* Textabschnitt *
Warum auf meinem PC rund hundert Romananfänge schlummern … oder warum meine Muse ein Plagegeist ist.

Kolumne_allg_02Von Katharina Groth

Alles beginnt mit einer spontanen Eingebung, die irgendwo in den Wirrungen meines Gehirns ihren Ursprung findet und so lange drängelt und drückt, bis ich schließlich nicht anders kann. Auf Notizblöcke gekritzelt, in Stichpunkten auf dem Netbook zwischengespeichert, eilig ins Handy getippt. Irgendwo muss sie hin. Die Idee. Da ansonsten alles andere unwichtig wird und ich keinen Kopf mehr für Dinge habe, die mir im Normalfall das Brot auf den Tisch bringen. Nur damit meine Muse schließlich doch mit diesen rasch notierten Satzbruchteilen vor meiner Nase rumhüpft und mich letztendlich doch dazu bringt ein neues Dokument zu öffnen.

Der neue Plot hat alles: diverse Konflikte; einen Hauptprotagonisten, den ich genau vor Augen habe; interessante Nebencharaktere und ein grandioses Setting. Zumindest ist das in meinem Kopf der Fall. Meine Muse schreit: Schreib es auf, so etwas wolltest du schon immer schreiben. Und ein penetrantes Stimmchen in meinem Kopf flüstert mir zu, dass sie Recht hat. Es könnte diese eine Idee sein, der eine Roman.

* Schriftliche Anweisung A *
Übertrage den Satz „Zumindest ist das in meinem Kopf der Fall.“ aus der Kolumne ins Englische.
* Schriftliche Anweisung B *
Wie viele Romananfänge schlummern laut der Kolumne auf dem PC?
Die Daten spielen für die Aufgaben keine Rolle.

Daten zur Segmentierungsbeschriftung

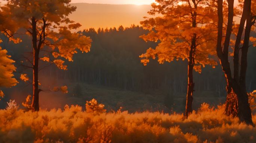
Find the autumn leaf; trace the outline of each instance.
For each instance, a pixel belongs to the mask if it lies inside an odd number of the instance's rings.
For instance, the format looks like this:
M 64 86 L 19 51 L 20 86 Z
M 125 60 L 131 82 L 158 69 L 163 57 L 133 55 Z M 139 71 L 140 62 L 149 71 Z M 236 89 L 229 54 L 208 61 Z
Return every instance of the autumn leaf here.
M 42 60 L 44 61 L 47 61 L 48 62 L 50 61 L 50 58 L 49 58 L 48 57 L 44 57 L 43 58 L 40 58 L 40 60 Z
M 16 68 L 13 63 L 15 61 L 7 55 L 7 51 L 0 47 L 0 87 L 10 87 L 15 86 L 18 81 L 13 78 L 13 72 Z
M 25 82 L 26 82 L 29 80 L 28 77 L 27 77 L 27 74 L 21 74 L 21 77 L 19 78 Z

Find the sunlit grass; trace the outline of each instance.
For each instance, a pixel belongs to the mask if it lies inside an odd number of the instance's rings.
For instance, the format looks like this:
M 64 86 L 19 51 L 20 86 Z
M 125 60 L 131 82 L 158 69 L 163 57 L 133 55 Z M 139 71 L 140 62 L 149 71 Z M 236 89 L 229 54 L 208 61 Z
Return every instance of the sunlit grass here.
M 1 110 L 0 142 L 256 142 L 256 128 L 224 109 L 204 104 L 187 119 L 159 112 L 86 112 L 77 105 L 38 112 Z

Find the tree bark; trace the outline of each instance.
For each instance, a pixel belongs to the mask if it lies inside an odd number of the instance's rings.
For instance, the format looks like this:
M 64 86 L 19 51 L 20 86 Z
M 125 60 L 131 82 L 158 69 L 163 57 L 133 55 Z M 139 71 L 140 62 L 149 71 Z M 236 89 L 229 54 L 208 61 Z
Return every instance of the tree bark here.
M 229 0 L 230 1 L 230 0 Z M 234 1 L 233 0 L 232 0 Z M 244 2 L 243 9 L 242 17 L 240 20 L 239 28 L 237 36 L 237 39 L 235 44 L 235 49 L 234 50 L 234 79 L 238 83 L 239 82 L 239 47 L 242 38 L 242 35 L 244 24 L 247 18 L 249 15 L 251 11 L 251 0 L 245 0 Z M 234 3 L 234 1 L 233 1 Z M 234 10 L 233 10 L 234 11 Z
M 252 120 L 252 113 L 250 106 L 248 103 L 248 95 L 246 92 L 243 92 L 238 83 L 236 80 L 233 79 L 231 75 L 231 70 L 229 61 L 228 59 L 228 55 L 227 52 L 228 51 L 228 45 L 230 40 L 230 33 L 232 31 L 232 25 L 229 25 L 227 28 L 226 37 L 224 42 L 223 51 L 222 51 L 222 29 L 223 23 L 223 1 L 218 0 L 218 16 L 219 18 L 218 25 L 218 38 L 217 46 L 217 52 L 218 57 L 220 59 L 220 63 L 223 71 L 225 72 L 225 76 L 228 81 L 228 87 L 231 87 L 234 93 L 237 95 L 237 104 L 238 111 L 238 115 L 240 120 L 244 121 L 249 124 L 253 124 Z M 231 11 L 233 9 L 234 0 L 228 1 L 229 2 L 229 12 Z M 231 22 L 232 12 L 229 12 L 228 21 Z
M 37 48 L 36 21 L 34 18 L 32 19 L 32 44 L 33 49 L 33 97 L 31 107 L 36 111 L 39 111 L 39 90 L 38 89 L 38 62 L 39 50 Z
M 197 6 L 195 0 L 192 0 L 194 8 L 196 9 Z M 196 19 L 197 13 L 195 11 L 192 16 L 192 26 L 196 27 Z M 188 117 L 189 114 L 192 112 L 192 104 L 193 103 L 193 93 L 194 92 L 195 83 L 193 78 L 193 70 L 195 63 L 195 53 L 196 49 L 196 34 L 194 34 L 191 40 L 191 45 L 189 51 L 189 64 L 188 66 L 188 91 L 187 92 L 187 99 L 186 104 L 186 111 L 185 115 Z

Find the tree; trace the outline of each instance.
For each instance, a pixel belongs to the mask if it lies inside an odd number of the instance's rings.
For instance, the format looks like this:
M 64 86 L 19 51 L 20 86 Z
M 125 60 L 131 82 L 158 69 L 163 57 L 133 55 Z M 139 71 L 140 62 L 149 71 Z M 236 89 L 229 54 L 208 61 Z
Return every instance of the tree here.
M 77 50 L 89 52 L 91 40 L 89 37 L 71 32 L 81 25 L 68 17 L 76 8 L 71 6 L 70 0 L 7 1 L 7 4 L 1 7 L 3 13 L 18 23 L 19 28 L 25 29 L 25 34 L 31 37 L 33 59 L 27 58 L 31 65 L 23 65 L 33 70 L 31 106 L 34 110 L 38 111 L 39 93 L 42 90 L 39 87 L 39 59 L 66 70 L 67 66 L 63 64 L 64 61 L 61 58 L 72 61 L 73 55 Z M 51 58 L 54 59 L 51 60 Z
M 240 1 L 241 2 L 241 1 Z M 235 101 L 237 103 L 237 114 L 240 120 L 244 121 L 247 124 L 252 124 L 252 112 L 248 102 L 248 95 L 246 91 L 245 85 L 245 75 L 247 68 L 247 53 L 249 47 L 250 33 L 252 25 L 252 20 L 253 19 L 251 15 L 251 0 L 245 0 L 244 1 L 243 12 L 240 20 L 238 31 L 237 35 L 235 44 L 234 50 L 234 76 L 232 77 L 231 68 L 228 61 L 228 49 L 230 43 L 230 37 L 233 30 L 233 19 L 234 16 L 234 0 L 227 1 L 228 5 L 228 23 L 226 30 L 225 36 L 224 44 L 223 41 L 223 23 L 224 23 L 223 18 L 223 1 L 219 0 L 217 1 L 217 12 L 218 17 L 218 38 L 216 51 L 218 57 L 220 59 L 222 69 L 224 72 L 225 76 L 227 79 L 227 90 L 228 96 L 232 96 L 234 92 L 236 96 Z M 240 45 L 241 43 L 242 34 L 244 31 L 244 26 L 246 20 L 247 21 L 246 27 L 245 30 L 244 43 L 242 49 L 241 58 L 241 69 L 239 73 L 239 60 L 238 54 L 240 51 Z M 239 79 L 239 77 L 240 79 Z M 227 104 L 229 103 L 227 97 Z M 228 106 L 228 105 L 227 105 Z
M 175 60 L 188 61 L 188 85 L 185 115 L 192 112 L 193 93 L 195 83 L 193 69 L 200 73 L 201 67 L 210 65 L 214 68 L 217 62 L 214 55 L 216 30 L 211 19 L 216 18 L 212 9 L 205 4 L 205 1 L 156 0 L 148 12 L 161 16 L 148 18 L 141 22 L 150 30 L 147 35 L 141 36 L 145 41 L 160 42 L 155 49 L 152 48 L 140 56 L 145 65 L 158 57 L 163 64 Z

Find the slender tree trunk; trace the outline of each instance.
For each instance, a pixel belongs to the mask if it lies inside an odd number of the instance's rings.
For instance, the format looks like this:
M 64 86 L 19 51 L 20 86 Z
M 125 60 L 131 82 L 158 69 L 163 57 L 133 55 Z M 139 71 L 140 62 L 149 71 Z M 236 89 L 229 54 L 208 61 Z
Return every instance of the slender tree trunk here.
M 36 22 L 34 18 L 32 19 L 32 43 L 33 49 L 33 97 L 32 108 L 35 111 L 39 111 L 39 90 L 38 89 L 38 62 L 39 60 L 39 50 L 37 46 L 37 38 L 36 32 Z
M 251 4 L 250 4 L 248 10 L 251 11 Z M 240 86 L 243 90 L 243 91 L 247 92 L 246 76 L 246 71 L 247 70 L 247 53 L 249 48 L 249 41 L 250 35 L 252 28 L 252 16 L 250 14 L 246 19 L 246 27 L 244 34 L 244 44 L 242 48 L 242 56 L 241 57 L 241 68 L 240 75 Z
M 196 9 L 197 6 L 195 0 L 192 1 L 194 8 Z M 196 11 L 195 11 L 192 15 L 192 26 L 196 27 Z M 185 115 L 188 117 L 189 113 L 192 112 L 192 104 L 193 103 L 193 93 L 194 92 L 194 87 L 195 83 L 193 81 L 193 70 L 195 63 L 195 53 L 196 49 L 196 34 L 194 34 L 191 39 L 191 45 L 190 47 L 189 51 L 189 64 L 188 66 L 188 91 L 187 92 L 187 99 L 186 104 L 186 111 Z
M 191 49 L 191 51 L 192 50 Z M 192 103 L 193 102 L 193 98 L 192 96 L 193 92 L 194 91 L 194 86 L 195 83 L 193 80 L 193 63 L 192 59 L 190 57 L 190 61 L 188 65 L 188 92 L 187 93 L 187 100 L 186 104 L 186 112 L 185 115 L 186 117 L 188 117 L 189 114 L 192 112 Z

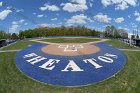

* Vollständige Antwort A *
At least that is the case in my head.

* Vollständige Antwort B *
Rund hundert.